- **Directive**
Repeat the lines beginning at the one with "Can you locate the squirrel in" and running to the end of the material, keeping the first and last of them, exactly as they appear.
-- BEGIN Dataset entries --
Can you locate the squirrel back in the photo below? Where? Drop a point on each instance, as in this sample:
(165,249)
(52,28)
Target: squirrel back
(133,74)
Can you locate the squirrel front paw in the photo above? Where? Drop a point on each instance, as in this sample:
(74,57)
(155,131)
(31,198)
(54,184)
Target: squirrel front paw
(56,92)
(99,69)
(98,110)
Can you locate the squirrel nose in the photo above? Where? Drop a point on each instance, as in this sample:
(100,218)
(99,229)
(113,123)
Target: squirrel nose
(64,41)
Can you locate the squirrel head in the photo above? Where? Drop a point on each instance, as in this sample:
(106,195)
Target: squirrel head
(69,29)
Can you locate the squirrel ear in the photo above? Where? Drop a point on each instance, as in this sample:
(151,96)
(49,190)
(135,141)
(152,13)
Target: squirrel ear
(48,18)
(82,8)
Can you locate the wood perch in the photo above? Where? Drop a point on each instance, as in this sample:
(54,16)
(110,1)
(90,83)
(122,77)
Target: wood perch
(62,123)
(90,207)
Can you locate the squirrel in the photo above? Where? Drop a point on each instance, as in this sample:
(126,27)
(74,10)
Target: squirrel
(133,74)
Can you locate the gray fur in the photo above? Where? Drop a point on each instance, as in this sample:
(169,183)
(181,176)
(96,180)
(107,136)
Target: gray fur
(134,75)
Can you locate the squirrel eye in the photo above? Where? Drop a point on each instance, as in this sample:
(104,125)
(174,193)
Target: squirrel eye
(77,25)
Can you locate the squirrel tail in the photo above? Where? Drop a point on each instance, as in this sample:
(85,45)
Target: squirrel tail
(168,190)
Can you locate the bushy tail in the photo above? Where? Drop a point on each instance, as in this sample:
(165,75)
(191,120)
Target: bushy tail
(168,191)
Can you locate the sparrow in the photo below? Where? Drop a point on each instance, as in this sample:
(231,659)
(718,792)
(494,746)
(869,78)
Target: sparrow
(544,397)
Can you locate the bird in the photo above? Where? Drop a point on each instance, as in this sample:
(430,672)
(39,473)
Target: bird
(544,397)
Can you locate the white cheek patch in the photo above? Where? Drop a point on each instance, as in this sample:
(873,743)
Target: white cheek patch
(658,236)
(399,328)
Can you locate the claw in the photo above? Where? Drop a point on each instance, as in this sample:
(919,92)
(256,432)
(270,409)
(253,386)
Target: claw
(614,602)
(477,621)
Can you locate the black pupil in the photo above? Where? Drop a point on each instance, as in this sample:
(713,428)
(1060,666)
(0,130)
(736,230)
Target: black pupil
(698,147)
-- END Dataset entries --
- **Reply**
Can you locate the squirrel in the photo above? Where? Drop a point on each instance, as in this sample:
(126,27)
(74,10)
Target: squirrel
(133,74)
Can you locate the gray fur in the photo above? Where? Drop a point on each instance, as in this sample:
(169,183)
(181,176)
(96,180)
(107,136)
Target: gray fur
(134,75)
Can you locate the squirrel eye in the photo above? Where? Drop a point on each instance, as in this sample:
(104,125)
(174,193)
Target: squirrel eye
(77,25)
Can you locate the squirrel tail in the photo above? Where? Drop a point on each instance, as in this sample:
(85,45)
Target: squirrel tail
(168,190)
Can you locate the bushy tail in the photo above? Where? Drop a point on each instance, as in this sample:
(165,75)
(191,120)
Target: bushy tail
(168,191)
Can you locate the sparrow in the photo below? Where? Drop a point on each instance, as in this sample:
(231,659)
(718,792)
(494,746)
(869,78)
Target: sparrow
(544,397)
Can you locate the bird in the photo above? Where? Drop a point on each instance, as in this sample:
(430,672)
(39,473)
Target: bird
(544,397)
Can you locate the white cheek patch in the photo above? Where? Drop a point on each instance, as in this sample:
(873,743)
Target: white cheek patch
(658,236)
(399,328)
Can you locate the claw in the photo above? Where? Drop a point on each instance, as in this sample:
(919,92)
(256,432)
(270,409)
(253,386)
Target: claw
(614,602)
(477,621)
Can you locate the black pupil in the photo above? Where? Drop a point on each instance, as in this sample:
(713,428)
(1060,666)
(0,130)
(736,230)
Target: black pupil
(698,147)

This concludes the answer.